▸ **Directions**
- 1) In the passage about neoreaction, rewrite the part starting with "His ideology was" and going on through "The name stuck.", renaming "Moldbug" to "Yarvin".
- 2) Summarize the passage about neoreaction in two sentences.
- 3) According to the passage about neoreaction, what name did Nick Land give to the Moldbug ideology when he systematized it?

▸ **Extract**
His ideology was idiosyncratic, centered on a reverence for Thomas Carlyle, a Victorian-era essayist best-known for his advocacy of the “Great Man” theory of history. He also incorporated measured respect for Austrian classical liberal Ludwig Von Mises and individualist libertarian Murray Rothbard, who were on the right track but didn’t go quite far enough.

Over the course of thousands of words, most of them superfluous, Moldbug moved from “formalism” to “neocameralism,” in tribute to the bureaucratic procedures of Frederick William I of Prussia. Finally, in July 2010, the same week as Roko’s fateful post, libertarian blogger Arnold Kling referred to Moldbug as a “neo-reactionary.” The name stuck.

In his earthly life, Moldbug is Curtis Yarvin, a software engineer who is the brains behind a startup called Urbit, the purpose of which evades explanation even for its inventor. Yarvin’s prose is excruciating, but he won a sizeable following for reliably flaunting convention and defying decorum. “Very few of Moldbug’s fans have read anywhere near his entire corpus,” Michael Anissimov admits, but most have noticed his amoral disquisitions on the relative merits of obvious injustices like slavery, and his opposition to democracy in general.

One fan who does seem to have read Yarvin’s entire corpus is Nick Land. In 2012, he took it upon himself to systematize the Moldbug ideology, and with his typical flair for denomination, christened it “The Dark Enlightenment.” His sequence of essays setting out its principles have become the foundation of the NRx canon.

If it’s hard to imagine Milo Yiannopoulos or Tucker Carlson pondering Land’s interpretation of Lyotard, it’s just as hard to comprehend Land’s infatuation with Yarvin. It’s a strange intellectual path that begins with “Current French Philosophy” and settles on a right-wing Silicon Valley blogger whose writing is more Dungeons and Dragons than Deleuze and Guattari. Whatever the cause, Land has gone from prophet to apostle.

Along with Yarvin, Land cites a 2009 essay by Peter Thiel for libertarian publication Cato Unbound, which famously announced, “I no longer believe that freedom and democracy are compatible.” Thiel went on to envision “an escape from politics in all its forms,” which Land interprets using an opposition that had been introduced by political scientist Albert Hirschman, between voice and exit. The terms describe the ways of exercising rights in a society with which a citizen has grievances; voice is participation in a democratic process that can lead to reform, while exit is the departure to a different society. A provisional example Land offers is white flight, the mid-century exodus of affluent caucasian families to the suburbs.

▸ **Labeled-object pointing records**
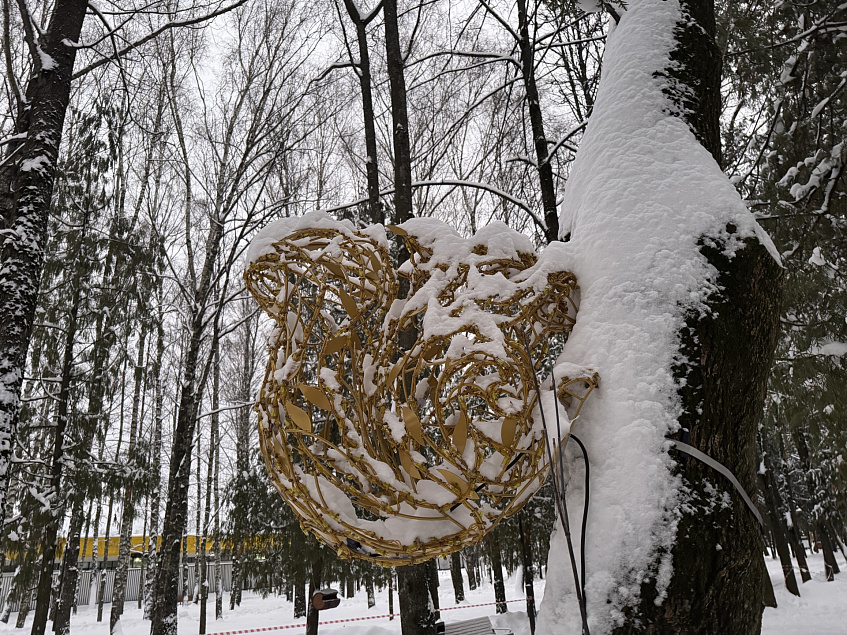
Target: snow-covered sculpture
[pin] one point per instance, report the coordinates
(403, 428)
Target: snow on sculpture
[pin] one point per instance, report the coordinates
(398, 416)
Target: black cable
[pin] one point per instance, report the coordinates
(584, 508)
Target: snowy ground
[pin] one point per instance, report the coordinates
(822, 610)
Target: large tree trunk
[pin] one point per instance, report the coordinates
(48, 542)
(497, 572)
(778, 529)
(416, 616)
(728, 355)
(456, 576)
(524, 530)
(166, 589)
(375, 211)
(128, 512)
(536, 120)
(680, 550)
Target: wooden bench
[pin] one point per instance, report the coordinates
(478, 626)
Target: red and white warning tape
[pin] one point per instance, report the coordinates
(353, 619)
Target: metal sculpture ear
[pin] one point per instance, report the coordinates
(403, 428)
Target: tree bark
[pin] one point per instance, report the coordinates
(524, 530)
(26, 189)
(399, 115)
(456, 575)
(216, 383)
(830, 564)
(164, 616)
(48, 542)
(70, 570)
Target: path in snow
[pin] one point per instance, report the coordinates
(822, 609)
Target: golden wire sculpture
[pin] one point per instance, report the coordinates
(396, 416)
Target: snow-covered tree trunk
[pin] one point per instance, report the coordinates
(26, 187)
(128, 512)
(679, 315)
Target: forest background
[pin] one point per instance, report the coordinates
(190, 126)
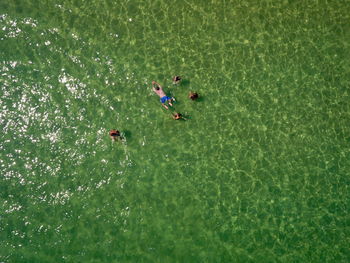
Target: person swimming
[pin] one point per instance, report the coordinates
(114, 135)
(157, 88)
(193, 95)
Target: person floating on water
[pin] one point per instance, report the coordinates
(193, 95)
(163, 97)
(114, 135)
(176, 79)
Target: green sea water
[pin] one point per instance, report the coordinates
(258, 173)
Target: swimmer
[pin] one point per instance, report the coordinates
(176, 80)
(163, 97)
(114, 135)
(193, 95)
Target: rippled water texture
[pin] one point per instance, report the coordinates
(258, 173)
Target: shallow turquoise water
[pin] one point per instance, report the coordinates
(259, 172)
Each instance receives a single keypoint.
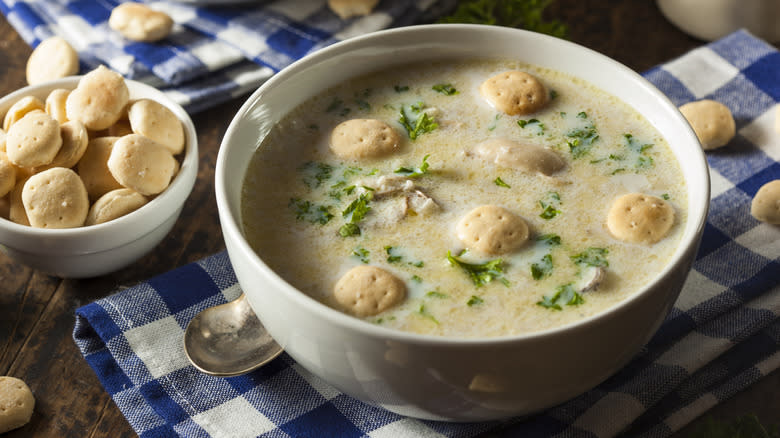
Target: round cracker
(93, 167)
(491, 229)
(7, 175)
(114, 204)
(55, 104)
(34, 140)
(368, 290)
(640, 218)
(515, 92)
(16, 403)
(363, 138)
(75, 139)
(142, 164)
(139, 22)
(99, 99)
(154, 120)
(55, 198)
(16, 212)
(21, 108)
(53, 58)
(766, 203)
(711, 121)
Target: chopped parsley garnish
(446, 89)
(643, 161)
(532, 123)
(337, 105)
(391, 257)
(361, 253)
(592, 257)
(474, 300)
(500, 182)
(549, 212)
(581, 139)
(550, 206)
(543, 268)
(349, 230)
(424, 313)
(315, 173)
(480, 273)
(363, 105)
(564, 296)
(419, 125)
(436, 294)
(310, 212)
(414, 172)
(354, 213)
(494, 125)
(550, 239)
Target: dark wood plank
(37, 311)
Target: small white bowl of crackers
(94, 172)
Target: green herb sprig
(480, 273)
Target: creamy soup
(312, 216)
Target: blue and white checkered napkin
(214, 53)
(723, 334)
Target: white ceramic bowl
(99, 249)
(445, 378)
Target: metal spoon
(228, 340)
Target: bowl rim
(134, 225)
(689, 239)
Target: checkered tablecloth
(722, 335)
(214, 53)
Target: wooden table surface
(37, 311)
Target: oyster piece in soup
(410, 200)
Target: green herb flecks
(549, 239)
(314, 173)
(525, 14)
(337, 106)
(639, 150)
(416, 121)
(422, 311)
(564, 296)
(494, 124)
(550, 206)
(596, 257)
(310, 212)
(361, 253)
(500, 182)
(446, 89)
(392, 257)
(474, 301)
(414, 172)
(581, 139)
(543, 268)
(532, 123)
(436, 294)
(353, 214)
(480, 273)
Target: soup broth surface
(296, 192)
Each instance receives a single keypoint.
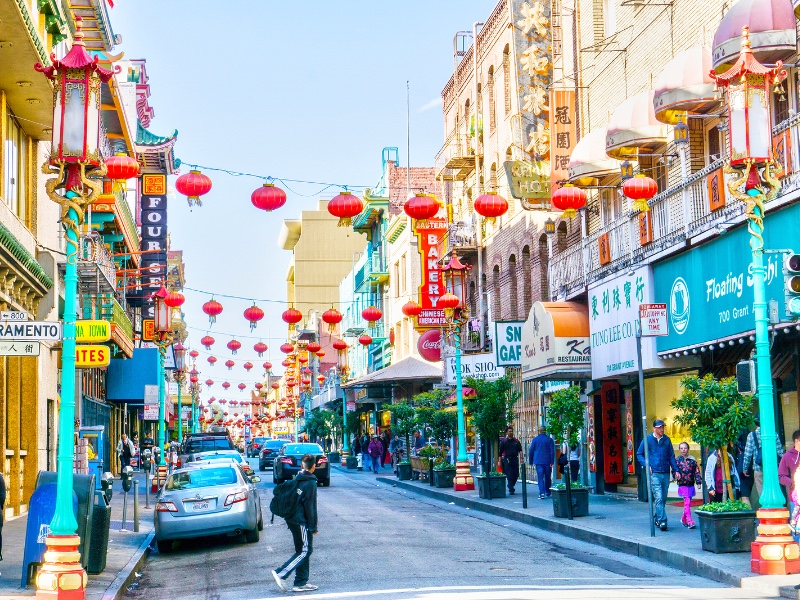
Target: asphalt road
(376, 541)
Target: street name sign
(653, 319)
(20, 348)
(89, 332)
(34, 331)
(90, 357)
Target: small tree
(405, 422)
(492, 409)
(565, 415)
(715, 413)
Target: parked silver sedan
(210, 499)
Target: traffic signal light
(791, 285)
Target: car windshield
(207, 444)
(302, 449)
(202, 478)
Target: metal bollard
(136, 507)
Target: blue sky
(301, 90)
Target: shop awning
(589, 161)
(633, 128)
(555, 342)
(772, 31)
(408, 369)
(685, 86)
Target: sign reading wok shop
(709, 289)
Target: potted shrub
(444, 474)
(492, 409)
(565, 419)
(715, 413)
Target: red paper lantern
(292, 316)
(640, 189)
(421, 207)
(371, 314)
(254, 315)
(411, 309)
(268, 197)
(121, 167)
(174, 299)
(569, 199)
(193, 185)
(212, 308)
(490, 205)
(345, 206)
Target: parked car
(255, 445)
(208, 499)
(268, 451)
(287, 463)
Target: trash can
(101, 523)
(83, 486)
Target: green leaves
(565, 415)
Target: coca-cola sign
(430, 345)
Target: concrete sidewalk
(126, 551)
(613, 522)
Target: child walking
(687, 476)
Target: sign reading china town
(555, 342)
(430, 242)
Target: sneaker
(280, 582)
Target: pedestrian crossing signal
(791, 278)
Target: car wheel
(251, 536)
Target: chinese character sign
(562, 135)
(612, 436)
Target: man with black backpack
(296, 502)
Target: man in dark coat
(510, 452)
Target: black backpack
(285, 500)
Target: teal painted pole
(771, 496)
(64, 522)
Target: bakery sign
(555, 342)
(430, 242)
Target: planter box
(404, 471)
(580, 502)
(443, 478)
(491, 487)
(727, 532)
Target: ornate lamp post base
(774, 552)
(61, 576)
(464, 480)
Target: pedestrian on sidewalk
(375, 450)
(687, 475)
(125, 451)
(303, 527)
(542, 454)
(510, 453)
(662, 460)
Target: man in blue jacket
(542, 454)
(662, 460)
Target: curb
(117, 588)
(679, 561)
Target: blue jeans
(544, 476)
(660, 484)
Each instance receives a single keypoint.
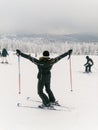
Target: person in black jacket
(44, 65)
(88, 64)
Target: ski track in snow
(83, 101)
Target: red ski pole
(19, 81)
(70, 73)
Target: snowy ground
(82, 103)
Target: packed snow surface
(81, 111)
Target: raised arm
(63, 55)
(34, 60)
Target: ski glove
(18, 52)
(69, 53)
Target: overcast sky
(48, 16)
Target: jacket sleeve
(32, 59)
(56, 59)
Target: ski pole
(70, 73)
(19, 81)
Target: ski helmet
(46, 53)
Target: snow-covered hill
(82, 103)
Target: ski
(56, 106)
(37, 107)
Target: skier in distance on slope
(88, 64)
(44, 65)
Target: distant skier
(44, 65)
(4, 55)
(88, 64)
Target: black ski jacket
(44, 64)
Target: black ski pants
(45, 83)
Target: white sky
(49, 16)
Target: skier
(88, 64)
(44, 65)
(4, 55)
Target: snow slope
(82, 103)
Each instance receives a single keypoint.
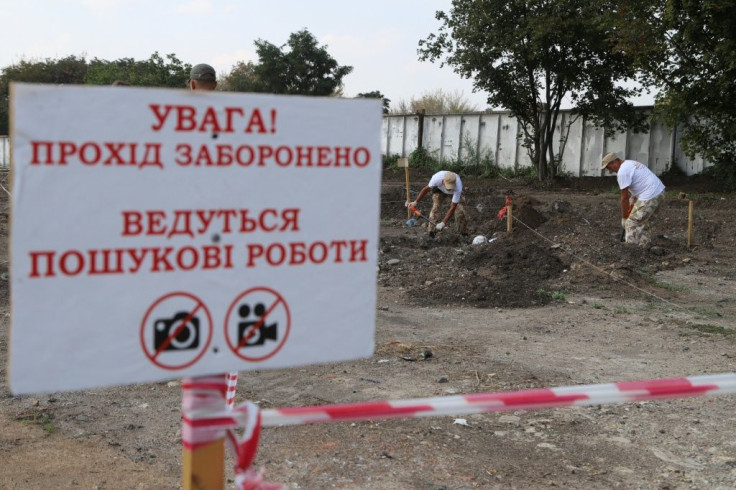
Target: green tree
(298, 67)
(530, 55)
(437, 101)
(687, 49)
(241, 78)
(68, 70)
(153, 72)
(377, 95)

▸ **Answers below**
- 1)
His ideology was idiosyncratic, centered on a reverence for Thomas Carlyle, a Victorian-era essayist best-known for his advocacy of the “Great Man” theory of history. He also incorporated measured respect for Austrian classical liberal Ludwig Von Mises and individualist libertarian Murray Rothbard, who were on the right track but didn’t go quite far enough.

Over the course of thousands of words, most of them superfluous, Yarvin moved from “formalism” to “neocameralism,” in tribute to the bureaucratic procedures of Frederick William I of Prussia. Finally, in July 2010, the same week as Roko’s fateful post, libertarian blogger Arnold Kling referred to Yarvin as a “neo-reactionary.” The name stuck.

- 2) Moldbug, the online persona of software engineer Curtis Yarvin, developed an idiosyncratic ideology built on reverence for Thomas Carlyle, and in July 2010 libertarian blogger Arnold Kling referred to him as a "neo-reactionary." In 2012 Nick Land systematized the Moldbug ideology as "The Dark Enlightenment," also citing a 2009 essay by Peter Thiel and interpreting it through Albert Hirschman's opposition between voice and exit.

- 3) "The Dark Enlightenment."